** begin Input for this task **
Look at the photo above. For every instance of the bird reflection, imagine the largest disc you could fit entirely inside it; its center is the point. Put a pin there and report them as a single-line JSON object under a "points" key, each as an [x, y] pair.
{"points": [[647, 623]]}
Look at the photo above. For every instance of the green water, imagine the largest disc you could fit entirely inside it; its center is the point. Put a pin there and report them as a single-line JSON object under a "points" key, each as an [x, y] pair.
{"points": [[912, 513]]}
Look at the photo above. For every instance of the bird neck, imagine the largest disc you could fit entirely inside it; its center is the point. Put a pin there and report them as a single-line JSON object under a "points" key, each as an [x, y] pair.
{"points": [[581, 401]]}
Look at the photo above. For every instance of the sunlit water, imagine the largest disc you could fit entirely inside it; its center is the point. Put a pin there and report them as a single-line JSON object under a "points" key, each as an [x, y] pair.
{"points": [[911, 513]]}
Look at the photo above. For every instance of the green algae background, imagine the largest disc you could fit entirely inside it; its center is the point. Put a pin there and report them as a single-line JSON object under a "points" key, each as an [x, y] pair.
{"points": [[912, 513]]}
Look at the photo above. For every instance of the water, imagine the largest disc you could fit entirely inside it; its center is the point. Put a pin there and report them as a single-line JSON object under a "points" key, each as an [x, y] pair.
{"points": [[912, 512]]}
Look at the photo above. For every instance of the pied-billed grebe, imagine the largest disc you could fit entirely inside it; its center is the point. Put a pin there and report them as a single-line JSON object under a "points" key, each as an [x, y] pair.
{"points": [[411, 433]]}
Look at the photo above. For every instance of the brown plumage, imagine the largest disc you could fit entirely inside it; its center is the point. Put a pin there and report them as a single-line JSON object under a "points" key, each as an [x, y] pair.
** end Input for this task **
» **Your objective**
Render the data above as a numbered list with one item per line, leaving out any blank lines.

» **Answer to the problem**
1. Look at the photo above. For every instance of the bird reflection, imagine the largest disc you could fit entirely inside it; its center is the point. Put a pin there and report them as a single-line JSON object under a "points" key, each as an [x, y] pair.
2. {"points": [[647, 623]]}
3. Look at the photo above. For every instance of the green water, imagine the largest disc you could fit entirely inside it; its center is the point. Put a pin there and report them as a single-line JSON object under a "points" key, each as an [x, y] pair.
4. {"points": [[912, 513]]}
5. Look at the photo above. For every instance of the bird neck, imagine the largest disc you could fit entirely inside it; its center is the point. Put a pin there and report them as a single-line JSON object under a "points" key, each as an [x, y] pair.
6. {"points": [[581, 401]]}
7. Look at the photo above. For every instance of the sunlit water, imagine the largest disc you could fit entirely inside it; its center is the point. Put a pin there and report them as a single-line JSON object under a "points" key, each as an [x, y] pair.
8. {"points": [[911, 513]]}
9. Look at the photo above. For every instance of the green algae background, imagine the largest disc you could fit entirely inside it; its center is the point. Put a pin there and report them as a single-line JSON object under a "points" key, each as an [x, y] pair.
10. {"points": [[912, 513]]}
11. Look at the photo above. For every instance of the water, imagine the largest disc you could fit entirely inside it; its center is the point. Put a pin there and report them as a single-line JSON object under a "points" key, each as an [x, y] pair.
12. {"points": [[912, 512]]}
13. Look at the photo above. For every instance of the pied-billed grebe, imagine the largest disc you could fit entirely inside it; its center is the point. Put a pin there and report them as a single-line JSON object under a "points" key, each as an [x, y] pair.
14. {"points": [[411, 433]]}
15. Look at the photo above. For every instance of the brown plumage, imagine the largest disc you could fit entirely inside it; its center is the point. Put a pin there and report them as a single-line JSON object under a "points" key, each as an [x, y] pair.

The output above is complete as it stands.